(Source data)
________________________

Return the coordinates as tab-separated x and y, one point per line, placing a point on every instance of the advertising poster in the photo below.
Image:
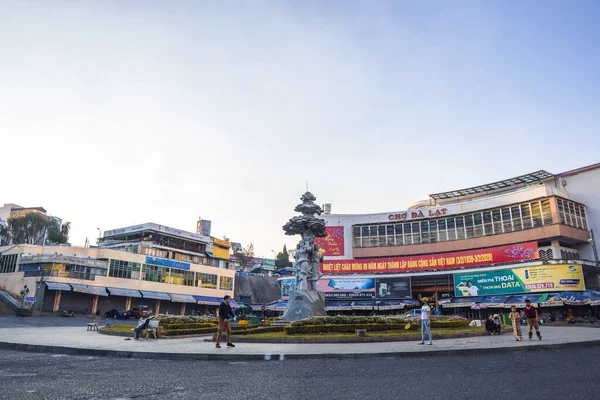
541	278
287	285
333	243
454	260
347	288
393	288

________________________

■ **Instruction**: Display every line of the rows that contains the string "point", treating uppercase and lowercase as different.

■ **Exercise solution**:
Return the coordinates as tab-separated x and y, one point per line, placing a point on every instance of the advertising poster in the photo below.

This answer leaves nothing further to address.